### EXERCISE PROMPT
All of the data must be output without alteration.

Source data
_ _ _
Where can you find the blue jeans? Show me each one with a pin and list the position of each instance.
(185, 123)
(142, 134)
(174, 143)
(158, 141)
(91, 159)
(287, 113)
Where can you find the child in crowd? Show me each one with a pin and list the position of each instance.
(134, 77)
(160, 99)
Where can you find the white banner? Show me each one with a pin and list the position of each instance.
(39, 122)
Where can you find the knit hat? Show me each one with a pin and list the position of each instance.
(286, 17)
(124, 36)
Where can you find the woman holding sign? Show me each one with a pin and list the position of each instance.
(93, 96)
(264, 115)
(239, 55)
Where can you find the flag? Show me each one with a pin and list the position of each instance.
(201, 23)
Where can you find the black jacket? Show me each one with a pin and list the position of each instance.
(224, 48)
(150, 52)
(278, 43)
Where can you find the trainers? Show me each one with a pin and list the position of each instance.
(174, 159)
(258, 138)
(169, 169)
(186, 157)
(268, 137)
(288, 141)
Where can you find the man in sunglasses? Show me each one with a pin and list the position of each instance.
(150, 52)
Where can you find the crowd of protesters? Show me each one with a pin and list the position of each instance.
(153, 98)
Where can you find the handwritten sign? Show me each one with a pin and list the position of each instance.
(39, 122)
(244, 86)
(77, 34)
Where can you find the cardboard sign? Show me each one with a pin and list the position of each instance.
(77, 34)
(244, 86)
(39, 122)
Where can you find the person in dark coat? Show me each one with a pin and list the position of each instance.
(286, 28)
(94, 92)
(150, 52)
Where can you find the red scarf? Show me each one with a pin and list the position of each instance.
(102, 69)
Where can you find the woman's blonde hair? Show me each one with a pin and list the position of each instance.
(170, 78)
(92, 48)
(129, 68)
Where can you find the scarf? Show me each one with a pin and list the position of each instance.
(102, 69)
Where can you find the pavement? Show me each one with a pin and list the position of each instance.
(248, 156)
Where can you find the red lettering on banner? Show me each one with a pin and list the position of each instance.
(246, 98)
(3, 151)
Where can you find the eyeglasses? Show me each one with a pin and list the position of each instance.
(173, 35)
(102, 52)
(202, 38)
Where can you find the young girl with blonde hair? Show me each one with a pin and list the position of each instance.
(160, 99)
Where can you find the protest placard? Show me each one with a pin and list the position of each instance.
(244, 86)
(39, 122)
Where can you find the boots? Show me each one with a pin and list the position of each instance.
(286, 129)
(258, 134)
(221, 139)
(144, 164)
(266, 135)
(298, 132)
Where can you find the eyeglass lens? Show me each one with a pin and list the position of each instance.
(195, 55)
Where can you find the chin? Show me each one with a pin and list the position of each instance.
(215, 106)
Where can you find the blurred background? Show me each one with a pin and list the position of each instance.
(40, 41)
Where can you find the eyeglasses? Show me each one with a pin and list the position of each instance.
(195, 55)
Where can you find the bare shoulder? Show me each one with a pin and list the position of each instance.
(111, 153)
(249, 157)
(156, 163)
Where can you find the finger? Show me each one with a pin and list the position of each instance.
_ _ _
### SOLUTION FOR THIS TASK
Where can you find the blue jeans? Show me each one with a pin and list the position of each instance.
(185, 123)
(142, 134)
(174, 143)
(158, 141)
(91, 159)
(287, 113)
Where can you find the child in crowd? Show me each one with a pin and list the position of each instance.
(134, 77)
(160, 99)
Where can you find the white banner? Show me each one with a pin and list the position of each instance.
(39, 122)
Where can you find the knit hat? Show me each one with a pin and list the position of each instance.
(286, 17)
(124, 36)
Where can you find the woman holding sign? Show me each one with a pin and list the position of each instance.
(93, 96)
(264, 115)
(239, 55)
Where can you find the flag? Show me each one with a pin and list the position of each instance.
(201, 23)
Where can you find the black jacket? Show me each one with a pin and list the position of each instance.
(224, 48)
(150, 52)
(278, 43)
Where can you find the trainers? Show me each one with a pin and list the position of each instance.
(174, 159)
(258, 138)
(169, 169)
(186, 157)
(268, 137)
(288, 141)
Where can you find the man in sunglasses? Show me each one with a pin and list the position of each instance.
(150, 52)
Where can you find the crowd of protesters? Show me each one with a pin and list the position of each instance.
(153, 98)
Where can you find the handwritten sign? Show me each one with a pin and list the position of each instance.
(39, 122)
(244, 86)
(77, 34)
Where can you find the cardboard sign? Show me each one with a pin and list the position of each instance.
(77, 34)
(244, 86)
(39, 122)
Where can you find the person in dark coat? Show me each one with a pin and list the position of each instance.
(286, 28)
(94, 92)
(150, 52)
Where can you find the red scarf? Show me each one with a pin and list the position of each instance.
(102, 69)
Where can you find the woman's blonde hair? Show me each one with a pin and list the position of each instance.
(170, 78)
(92, 48)
(129, 68)
Where can you find the scarf? Show me each one with a pin and list the position of each instance.
(102, 69)
Where can you find the pavement? Show me each one with a pin and list the position of each instance.
(248, 156)
Where can you find the red lettering on banner? Show me each one with a pin and list the position of each instance.
(246, 98)
(3, 151)
Where can you find the eyeglasses? Show me each one with a pin and list the position of each instance.
(173, 35)
(102, 52)
(202, 38)
Where can you find the young girl with blonde hair? Show me each one with a pin and list the position of each instance.
(160, 99)
Where can you find the protest placard? Show me each one with a pin and list the position of each instance.
(244, 86)
(39, 122)
Where can you find the boots? Show me each one with a pin and list the position of each instance.
(286, 129)
(258, 134)
(221, 139)
(144, 164)
(266, 135)
(298, 132)
Where can you find the eyeglass lens? Show me each one with a pin and list the position of each instance.
(195, 55)
Where can you find the chin? Show me each one with a pin and list the position of each instance.
(215, 106)
Where can you find the blurred background? Show me each one with a pin and list the position of each instance.
(40, 41)
Where can you find the eyeglasses? Show me each one with a pin and list the position of each instance.
(195, 55)
Where can you find the bare shoulder? Show me each one with a pin and list the position of each instance.
(111, 153)
(249, 157)
(156, 163)
Where can you find the finger? Show me each one with a pin and list the position of each instance.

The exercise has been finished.